▸ Extracted text
• • • • • • •

MEANDIFF2 - Editorial

PROBLEM LINK:

Practice
Contest: Division 1
Contest: Division 2
Contest: Division 3
Contest: Division 4

Author: am_aadvik
Tester: raysh07
Editorialist: iceknight1093

DIFFICULTY:

Medium

PREREQUISITES:

Binary search, segment tree/fenwick tree

PROBLEM:

Define f(S) to be the maximum of |x - \text{avg}(S)| across all x \in S.
Given an array A, solve this problem for each prefix of A, denoted A[1, i]:

  • Compute the maximum possible value of f(S) across all subsequences of A[1, i].

EXPLANATION:

Recall from the easy version that solving the problem for a single array had a simple form: either take the minimum element along with some suffix of the largest elements, or take the maximum element with some prefix of the smallest elements.
This gave 2N choices to try, and we were able to just check them all by iterating through the prefix/suffix.

This now needs to be adapted to solve for each prefix of A.
To update our algorithm to solve this version, we need an algorithm that works a bit better than “try everything”.


Let’s look at just one ‘type’ of set: say, the one where we always include the minimum and then choose some suffix of sorted elements to maximize the average.

For the (sorted) array A, let’s look at what exactly happens here.
Let’s start with just the elements A_1 and A_N.
The initial mean is \frac{A_1+A_N}{2}.
Let this be M_N.

If A_{N-1} \gt M_N, then including A_{N-1} into the suffix will only increase the mean (which is good; since our aim here is to maximize the mean given that we’re looking only at distance to A_1).
If A_{N-1} \le M_N, then including A_{N-1} is not helpful - and it’s not hard to see that including any smaller element is not helpful either, since it can only decrease the mean from M_N.

If it’s optimal to include A_{N-1}, then our mean becomes M_{N-1} = \frac{A_1 + A_N + A_{N-1}}{3}.
Once again, we perform the same check with A_{N-2}: if it’s larger than the mean, including it is good; if it’s smaller, including it is bad (and including any further elements is also bad).

Observe that this in fact tells us exactly which suffix to choose as well!
If we define M_i = \frac{A_1 + A_N + A_{N-1} + \ldots + A_i}{N-i+2} to be the mean if we take the suffix starting at i, then the above algorithm can be rephrased as follows:

  • Let i be the largest index such that A_i \le M_{i+1}.
    Then, the optimal suffix to choose is the one starting at i+1.

(Recall that we’re working with the sorted array A here.)
In fact, we can prove something a bit stronger: if i is the largest index such that A_i \le M_{i+1}, then for all j \le i, we’ll have A_j \le M_{j+1} as well!
(This can be proved with simple algebra, using the fact that if you have a set of elements with mean M and insert a new element X to obtain a new mean M', then if M \gt X you’ll have M' \gt X and if M \lt X you’ll have M' \lt X as well.)

• • • • • • •

▸ Problem description
Resume the MEANDIFF2 editorial above, picking up right after its last sentence.

▸ Information supplied
• • • • • • •

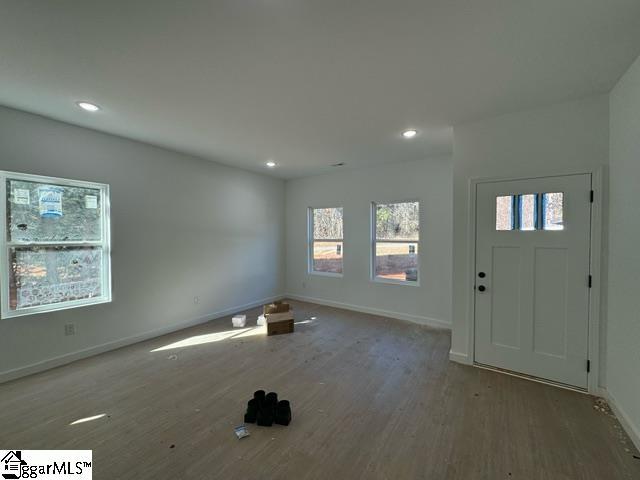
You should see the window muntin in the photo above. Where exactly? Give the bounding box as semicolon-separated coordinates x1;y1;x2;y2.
309;207;344;275
372;202;420;284
0;172;111;318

• • • • • • •

▸ Exercise result
That is, the condition of A_i \le M_{i+1} is monotonic with respect to i!


Monotonicity is a very helpful condition, because it allows for the use of binary search.
That is, we now have the following solution for a (sorted) array A:

  • Use binary search to find the largest index i such that A_i \le M_{i+1}.
    Computing M_{i+1} can be done in constant time if we know the appropriate suffix sum.
  • Once this i is found, the answer is then just M_{i+1} - A_1.

This is the solution that we will extend to solving for every prefix.

Now, we certainly don’t have the time to sort and build suffix sums for every prefix of A.
However, we don’t exactly need that: rather, what we need is to just be able to compute the sum of the largest k elements of a given prefix.
That’s a lot more manageable, and can be handled quickly using a segment tree/fenwick tree.

Specifically, we can do the following.
First, for the input array A, compute an array pos, where pos_i denotes the position of A_i if A were to be sorted (if there are repeat values in A, break ties in ascending order of index.)
For example, if A = [5, 7, 2, 7] then pos = [2, 3, 1, 4].

Also maintain an array B of length N, initially filled with zeros.
Now, for each i = 1, 2, 3, \ldots, N,

  • Let x = pos_i.
    Set B_x = A_i.
    This ‘activates’ the element A_i in the sorted array; with inactive elements being zeros.
  • Now, solve the problem for the prefix of length i.
    This requires a binary search to find the optimal suffix size; and each iteration of the binary search requires a query of the form “given k, find the sum of the largest k elements in the prefix”.
  • However, observe that this sum now corresponds to some suffix of B!
    That’s because the largest k elements of the prefix will all be contiguous in B (separated by zeros).
    So, we only need to find the k-th largest element (which is a standard problem), and then find the appropriate suffix sum.

Maintaining B requires a data structure that supports quickly updating a position and returning a suffix sum; which is exactly what a segment tree or fenwick tree can do.

This gives a solution in \mathcal{O}(\log^2 N) per prefix, which is fast enough for the given limits.
It’s possible to optimize this to \mathcal{O}(\log N) per prefix using ‘segment tree descent’ to combine the binary search and queries, though that isn’t needed to get AC.


You may note that the entirety of the above solution was done assuming that we’re dealing only with \text{mean} - \min.
There’s also the case of \max - \text{mean} to consider.
However, that can be solved similarly (in fact, using the exact same code: you can just multiply every element of A by -1 and run the algorithm for min on this array).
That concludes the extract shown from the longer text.